• **QUOTED TEXT**:
-- Start --

Export CitationBiBTeX, EndNote, RefMan
External Links: USPTO, USPTO Assignment, Espacenet
Product Dispenser Accessory for Children
US 20090184132 A1
Abstract
An accessory is provided for a product dispenser having a container for holding a product. The container defines a center axis and has a normal dispensing position, and a dispensing mechanism is coupled to the container and has a discharge opening adapted to direct product toward a desired target area when the container is in the normal dispensing position. The accessory is a first stabilizing element coupled to at least one of the container and dispensing mechanism and adapted to maintain the container in the normal dispensing position, thereby to more reliably direct product toward the target area during use. The first stabilizing element incorporates at least one physical feature attractive to a child.
Images(4)
Previous page
Next page
Claims(20)
1. A product dispenser assembly comprising:
a container holding a product, the container defining a center axis and a normal dispensing position;
a dispensing mechanism coupled to the container, said dispensing mechanism having a dispensing head operable along an actuating axis and discharge opening adapted to direct said liquid product toward a desired target area when the container is in the normal dispensing position; and
a grip removably coupled to said dispensing mechanism and incorporating at least one physical feature attractive to a child.
2. The product dispenser of claim 1 wherein said product is chosen from at least one of hand soap, shampoo, lotion, baby powder and toothpaste.

-- End --

• **GOAL OF THE EXERCISE**:
Continue the patent text on the child-friendly product dispenser accessory from the point where it stops.

• **RAW DATA**:
-- Start --

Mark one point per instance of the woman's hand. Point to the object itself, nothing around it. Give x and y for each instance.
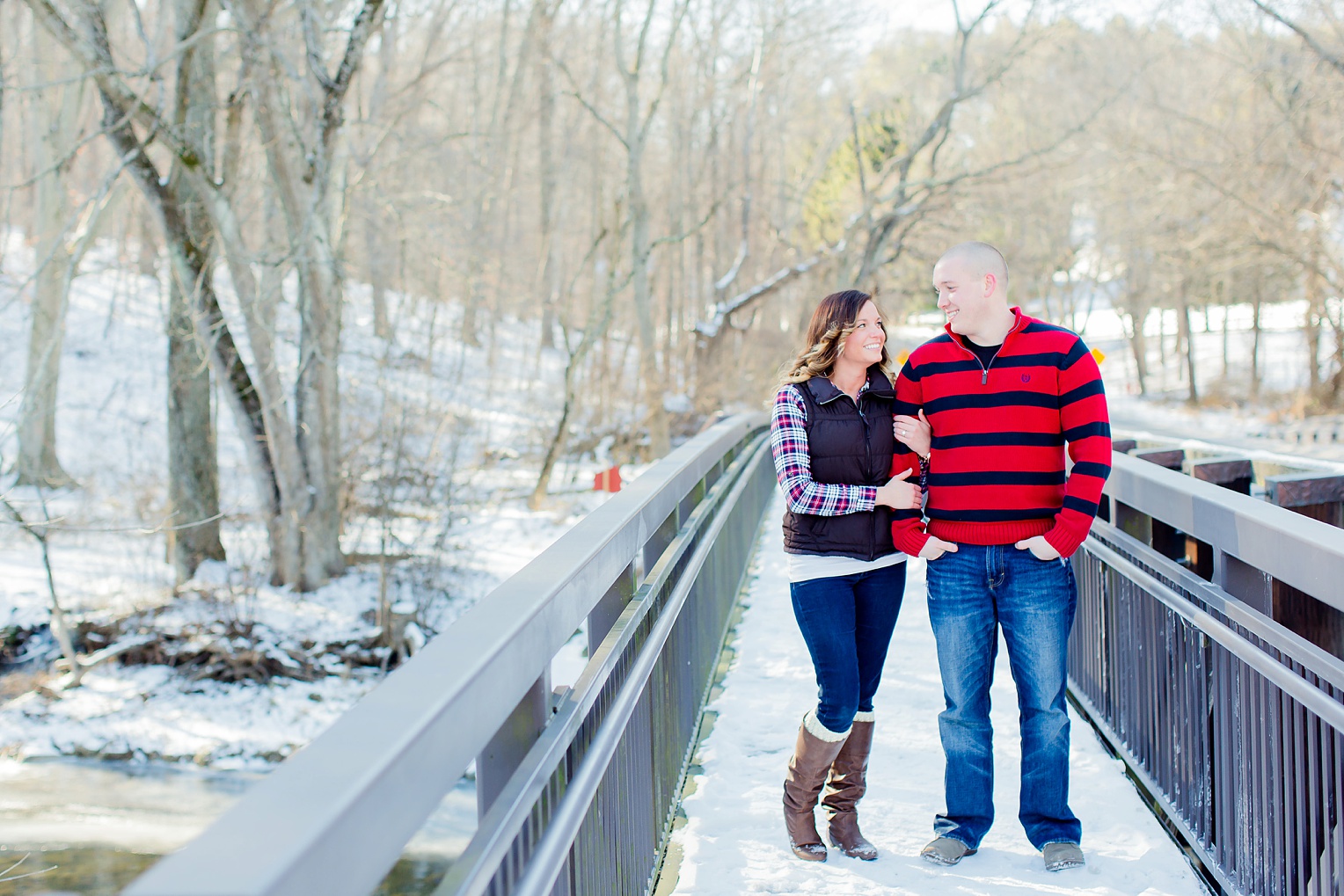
(936, 547)
(916, 433)
(901, 494)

-- End --

• **ANSWER TO THIS PROBLEM**:
3. The product dispenser of claim 1 wherein said dispensing mechanism comprises a pump.
4. The product dispenser of claim 1 further comprising a base connected to a bottom surface of said container.
5. The product dispenser of claim 4 wherein said base incorporates at least one physical feature attractive to a child.
6. The product dispenser of claim 1 wherein said the grip has a grasp surface with a surface area that is larger than a surface area of said dispensing head.
7. The product dispenser of claim 1 wherein said grip has a three-dimensional shape that simulates at least one of an object, a person and an anthropomorphic character.
8. The product dispenser of claim 7 wherein said grip has a three-dimensional shape that simulates an anthropomorphic character and wherein said container further comprises a label disposed on said container that comprises icons depicting said anthropomorphic character.
9. The product dispenser of claim 1 wherein actuation of said dispensing mechanism along said actuating axis causes initiation of a signal.
10. The product dispenser of claim 9 wherein said signal is chosen from at least one of a change of appearance of said grip and a sound originating from said grip.
11. The product dispenser of claim 9 wherein said signal is maintained for a predetermined time after actuation of said dispensing mechanism.
12. The product dispenser of claim 11 wherein said predetermined time corresponds to the time required for a child to wash his or her hands.
13. The product dispenser of claim 9 wherein said signal is a sound originating from said grip, wherein said sound corresponds to said visual feature of said grip.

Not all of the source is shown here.